* Work task *
Copy out, word for word, the whole passage below on post-lockdown environmental attitudes and airline carbon emissions.

The cleaner city air and quieter roads have clearly created a positive and fundamental shift in attitude when it comes to the environment. It would seem that the extreme nature of the current circumstances has influenced the majority of people consulted to place more importance on reducing their carbon footprint than ever before.
On the other side of the equation, however, airlines have been seeking to scale back their targets in the wake of the crisis, demanding the rewrite of a global agreement designed to cut aviation carbon emissions. The International Air Transport Association (IATA), the global trade association for airlines, claimed a scheme to offset any rise in emissions would place an “inappropriate economic burden” on operators already struggling with the impact of the worldwide Covid-19 lockdown. IATA also warned that airlines could pull out of the United Nations-led carbon offsetting and reduction scheme for international aviation (Corsia) unless it was amended.
The question will be how this approach might be received by the general public when the data appears to establish that the enforced lockdown has altered the outlook of many on the long term future and the environment.

* Extracted records *
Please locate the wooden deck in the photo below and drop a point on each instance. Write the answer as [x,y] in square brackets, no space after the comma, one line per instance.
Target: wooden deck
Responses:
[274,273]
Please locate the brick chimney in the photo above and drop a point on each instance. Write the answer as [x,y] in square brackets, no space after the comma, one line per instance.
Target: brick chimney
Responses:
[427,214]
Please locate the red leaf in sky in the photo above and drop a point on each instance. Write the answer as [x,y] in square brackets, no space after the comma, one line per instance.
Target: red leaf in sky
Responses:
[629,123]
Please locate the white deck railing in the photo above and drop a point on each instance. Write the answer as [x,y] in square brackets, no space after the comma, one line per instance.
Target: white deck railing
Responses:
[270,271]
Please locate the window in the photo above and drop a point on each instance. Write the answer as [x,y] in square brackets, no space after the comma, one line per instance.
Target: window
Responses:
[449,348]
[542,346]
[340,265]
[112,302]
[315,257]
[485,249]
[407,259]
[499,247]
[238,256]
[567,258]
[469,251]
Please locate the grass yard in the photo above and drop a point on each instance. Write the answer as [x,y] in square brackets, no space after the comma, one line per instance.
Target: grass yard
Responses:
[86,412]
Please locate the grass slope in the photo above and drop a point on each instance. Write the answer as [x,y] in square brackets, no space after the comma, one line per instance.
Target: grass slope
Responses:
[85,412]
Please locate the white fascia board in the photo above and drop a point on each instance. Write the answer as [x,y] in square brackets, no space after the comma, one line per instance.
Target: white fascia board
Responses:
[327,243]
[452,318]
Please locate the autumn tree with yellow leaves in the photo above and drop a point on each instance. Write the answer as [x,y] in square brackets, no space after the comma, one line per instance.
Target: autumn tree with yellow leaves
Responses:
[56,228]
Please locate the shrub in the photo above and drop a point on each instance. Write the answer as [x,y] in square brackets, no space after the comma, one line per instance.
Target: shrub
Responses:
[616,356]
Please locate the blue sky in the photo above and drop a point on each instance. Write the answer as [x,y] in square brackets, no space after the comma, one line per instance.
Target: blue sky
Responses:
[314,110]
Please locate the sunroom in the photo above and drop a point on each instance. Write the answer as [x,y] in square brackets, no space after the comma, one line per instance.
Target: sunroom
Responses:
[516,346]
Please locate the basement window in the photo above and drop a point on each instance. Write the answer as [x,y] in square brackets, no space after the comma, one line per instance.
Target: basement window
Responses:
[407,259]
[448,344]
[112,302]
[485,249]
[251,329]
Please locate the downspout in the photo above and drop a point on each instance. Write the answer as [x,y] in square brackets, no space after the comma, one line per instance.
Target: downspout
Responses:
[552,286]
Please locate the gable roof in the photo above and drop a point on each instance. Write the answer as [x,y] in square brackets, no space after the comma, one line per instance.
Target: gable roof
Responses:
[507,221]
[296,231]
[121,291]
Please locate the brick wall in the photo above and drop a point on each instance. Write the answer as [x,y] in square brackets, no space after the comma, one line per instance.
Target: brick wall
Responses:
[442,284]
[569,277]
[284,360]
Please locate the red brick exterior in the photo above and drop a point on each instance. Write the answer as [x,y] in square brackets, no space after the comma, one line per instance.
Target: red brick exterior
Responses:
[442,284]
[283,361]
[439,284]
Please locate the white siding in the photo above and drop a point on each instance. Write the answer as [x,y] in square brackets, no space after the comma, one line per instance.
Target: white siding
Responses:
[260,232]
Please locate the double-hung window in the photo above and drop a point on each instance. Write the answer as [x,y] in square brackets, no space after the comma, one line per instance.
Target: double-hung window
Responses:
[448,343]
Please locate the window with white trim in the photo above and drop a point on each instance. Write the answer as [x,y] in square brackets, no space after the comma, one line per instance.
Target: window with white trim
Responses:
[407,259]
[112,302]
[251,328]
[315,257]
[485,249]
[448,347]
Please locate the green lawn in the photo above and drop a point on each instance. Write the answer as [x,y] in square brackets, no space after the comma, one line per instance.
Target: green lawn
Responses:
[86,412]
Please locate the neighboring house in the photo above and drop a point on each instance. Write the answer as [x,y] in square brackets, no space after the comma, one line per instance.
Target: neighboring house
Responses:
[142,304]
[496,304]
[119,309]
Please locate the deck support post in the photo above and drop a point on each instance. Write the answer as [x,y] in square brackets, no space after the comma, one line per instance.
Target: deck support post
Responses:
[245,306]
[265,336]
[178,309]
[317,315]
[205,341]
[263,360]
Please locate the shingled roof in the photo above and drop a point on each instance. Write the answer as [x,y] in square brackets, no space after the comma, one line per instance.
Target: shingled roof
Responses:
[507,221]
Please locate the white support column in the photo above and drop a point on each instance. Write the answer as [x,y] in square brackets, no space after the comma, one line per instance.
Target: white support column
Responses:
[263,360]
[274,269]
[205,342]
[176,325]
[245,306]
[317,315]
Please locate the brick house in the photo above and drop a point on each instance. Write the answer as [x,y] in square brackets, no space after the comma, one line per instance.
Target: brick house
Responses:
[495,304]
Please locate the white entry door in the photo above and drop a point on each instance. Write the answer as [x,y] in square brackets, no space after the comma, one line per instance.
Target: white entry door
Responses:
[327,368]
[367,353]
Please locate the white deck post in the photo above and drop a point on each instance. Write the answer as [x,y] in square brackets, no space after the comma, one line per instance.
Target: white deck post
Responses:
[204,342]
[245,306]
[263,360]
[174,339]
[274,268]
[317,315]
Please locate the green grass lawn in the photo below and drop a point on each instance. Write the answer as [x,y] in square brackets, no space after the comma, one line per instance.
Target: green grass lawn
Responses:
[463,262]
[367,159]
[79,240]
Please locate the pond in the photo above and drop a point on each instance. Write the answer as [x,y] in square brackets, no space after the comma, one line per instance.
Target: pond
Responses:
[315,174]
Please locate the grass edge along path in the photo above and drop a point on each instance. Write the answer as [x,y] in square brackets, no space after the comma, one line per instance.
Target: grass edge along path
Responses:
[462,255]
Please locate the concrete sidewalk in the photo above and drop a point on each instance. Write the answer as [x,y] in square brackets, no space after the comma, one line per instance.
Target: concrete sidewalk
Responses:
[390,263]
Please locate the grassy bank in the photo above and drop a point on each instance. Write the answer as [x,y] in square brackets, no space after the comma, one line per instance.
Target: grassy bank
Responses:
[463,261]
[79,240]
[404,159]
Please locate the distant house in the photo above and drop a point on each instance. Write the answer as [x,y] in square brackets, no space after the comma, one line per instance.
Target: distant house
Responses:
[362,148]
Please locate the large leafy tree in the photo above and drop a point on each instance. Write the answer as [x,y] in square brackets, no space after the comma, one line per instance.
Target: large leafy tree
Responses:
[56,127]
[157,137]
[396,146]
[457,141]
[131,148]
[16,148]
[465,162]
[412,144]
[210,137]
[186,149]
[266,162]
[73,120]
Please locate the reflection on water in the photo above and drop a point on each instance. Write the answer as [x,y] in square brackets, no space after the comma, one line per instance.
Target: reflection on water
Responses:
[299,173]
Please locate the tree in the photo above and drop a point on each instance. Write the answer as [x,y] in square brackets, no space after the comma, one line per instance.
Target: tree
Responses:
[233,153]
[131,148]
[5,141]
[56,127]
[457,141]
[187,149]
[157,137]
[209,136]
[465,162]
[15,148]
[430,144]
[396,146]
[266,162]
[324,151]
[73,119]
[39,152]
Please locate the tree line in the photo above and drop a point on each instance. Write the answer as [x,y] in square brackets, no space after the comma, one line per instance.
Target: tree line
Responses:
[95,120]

* Task output *
The cleaner city air and quieter roads have clearly created a positive and fundamental shift in attitude when it comes to the environment. It would seem that the extreme nature of the current circumstances has influenced the majority of people consulted to place more importance on reducing their carbon footprint than ever before.
On the other side of the equation, however, airlines have been seeking to scale back their targets in the wake of the crisis, demanding the rewrite of a global agreement designed to cut aviation carbon emissions. The International Air Transport Association (IATA), the global trade association for airlines, claimed a scheme to offset any rise in emissions would place an “inappropriate economic burden” on operators already struggling with the impact of the worldwide Covid-19 lockdown. IATA also warned that airlines could pull out of the United Nations-led carbon offsetting and reduction scheme for international aviation (Corsia) unless it was amended.
The question will be how this approach might be received by the general public when the data appears to establish that the enforced lockdown has altered the outlook of many on the long term future and the environment.